_Set problem 1_. In the page text below, rewrite the paragraph beginning "None of the presentations at the SystemC Evolution Fika" as a short bulleted list that keeps its main facts.

_Page text_.
+++

Rainer Dömer’s work on RISC lean towards this formulation of the problem. He has been looking at cases where the SystemC simulation expresses hardware designs, and it is possible to analyze the SystemC code to determine what can be run in parallel. This is very similar to HPC parallelizing compilers. The RISC approach is harder to apply to setups containing instruction-set simulators, as the actual parallelism and shared-data accesses cannot be determined from the simulator source code.
There was a variant of this view in discussion comment by Martin Barnasconi. He noted that from a purely standards perspective, all we have are the SC_THREAD constructs. Thus, that is what we would basically have to try to parallelize.
Multiple-Kernel Parallelism
No discussion of parallelism would be complete without considering the “multiple-kernel” approach to SystemC parallelization. This is where multiple separate programs (operating-system processes) running on the same host are used to execute a model. Each process runs a stand-alone simulation, but the different simulations communicate over special channels. Like this:
None of the presentations at the SystemC Evolution Fika brought up this particular style of parallelism, but it is one that is used in practice both in academia and industry. There are commercial solutions available for SystemC to connect and synchronize the execution across multiple processes. For example, the CoMix (Concurrent Model Interface) from Cadence. Simics can run in a distributed mode like this (in addition to internal threading in each process).
Definition of Correctness
Given some division of a system into parts that should be run in parallel, what are the semantics of the parallelized simulation? Here, there are definitely quite a few different opinions.
One view is to say that a parallel simulation should produce the same result as a serial execution of the same model, only faster. I.e., that the parallel execution has no impact on the semantics of the virtual platform. In a SystemC context, this means that the execution of the standard serial SystemC kernel is the gold standard, and any deviation from that is a problem.
The SCale approach is built from this perspective. It enables a safe and correct simulation by providing primitives to annotate accesses to shared model resources like memory, and then watches the execution to detect cases where parallel execution would result in incorrect results. There are mechanism in place to stop divergence and bring the simulation semantics back to serial-equivalence.
In my experience, enforcing serial-equivalent semantics for the whole simulation is typically quite costly, at least for closely-coupled models like those sharing memory. Classic Simics multimachine accelerator does provide a serial-equivalent semantics for a simulation made up of separate boards that only communicate over networks (similar in granularity to multi-kernel, but running on a single simulation kernel).
However, when Simics was redesigned to run shared-memory processors in parallel, serial equivalence and determinism were dropped. It just required too much synchronization to enforce such semantics.

+++

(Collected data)
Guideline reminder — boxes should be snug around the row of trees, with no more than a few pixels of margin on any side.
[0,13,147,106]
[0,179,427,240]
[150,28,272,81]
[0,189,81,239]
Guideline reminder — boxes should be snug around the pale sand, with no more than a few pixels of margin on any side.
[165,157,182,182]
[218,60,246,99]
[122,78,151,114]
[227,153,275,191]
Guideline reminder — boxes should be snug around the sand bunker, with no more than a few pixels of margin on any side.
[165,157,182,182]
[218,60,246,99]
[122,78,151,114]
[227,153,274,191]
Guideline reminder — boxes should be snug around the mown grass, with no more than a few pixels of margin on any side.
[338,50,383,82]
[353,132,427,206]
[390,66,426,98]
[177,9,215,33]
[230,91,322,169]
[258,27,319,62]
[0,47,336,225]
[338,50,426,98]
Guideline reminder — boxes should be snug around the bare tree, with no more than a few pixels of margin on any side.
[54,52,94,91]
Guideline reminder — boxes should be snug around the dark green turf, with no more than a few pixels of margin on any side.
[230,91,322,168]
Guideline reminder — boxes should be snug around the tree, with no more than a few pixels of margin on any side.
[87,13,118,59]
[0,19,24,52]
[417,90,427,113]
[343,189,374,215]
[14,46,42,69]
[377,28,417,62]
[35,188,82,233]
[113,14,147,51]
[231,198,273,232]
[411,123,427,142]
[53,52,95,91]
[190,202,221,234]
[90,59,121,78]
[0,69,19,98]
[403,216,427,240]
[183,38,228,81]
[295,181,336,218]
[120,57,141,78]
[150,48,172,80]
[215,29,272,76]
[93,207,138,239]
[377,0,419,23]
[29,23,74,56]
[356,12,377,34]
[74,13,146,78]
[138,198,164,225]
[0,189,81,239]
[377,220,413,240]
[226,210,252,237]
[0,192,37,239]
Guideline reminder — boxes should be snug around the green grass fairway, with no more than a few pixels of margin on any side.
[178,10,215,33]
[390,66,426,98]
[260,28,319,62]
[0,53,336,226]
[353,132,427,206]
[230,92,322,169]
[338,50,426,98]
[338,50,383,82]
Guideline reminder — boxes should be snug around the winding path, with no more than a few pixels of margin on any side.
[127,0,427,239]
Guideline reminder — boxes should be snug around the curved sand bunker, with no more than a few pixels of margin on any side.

+++

_Set problem 2_. How many lines of the listing above contain the word "grass"? Upper and lower case must match, and reply with the number alone.

_Full output 1_.
- No talk at the SystemC Evolution Fika raised this style of parallelism, but it is used in practice in both academia and industry.
- Commercial solutions for SystemC connect and synchronize execution across multiple processes. One example is CoMix (Concurrent Model Interface) from Cadence.
- Simics can run in a distributed mode like this, in addition to internal threading in each process.

_Full output 2_. 2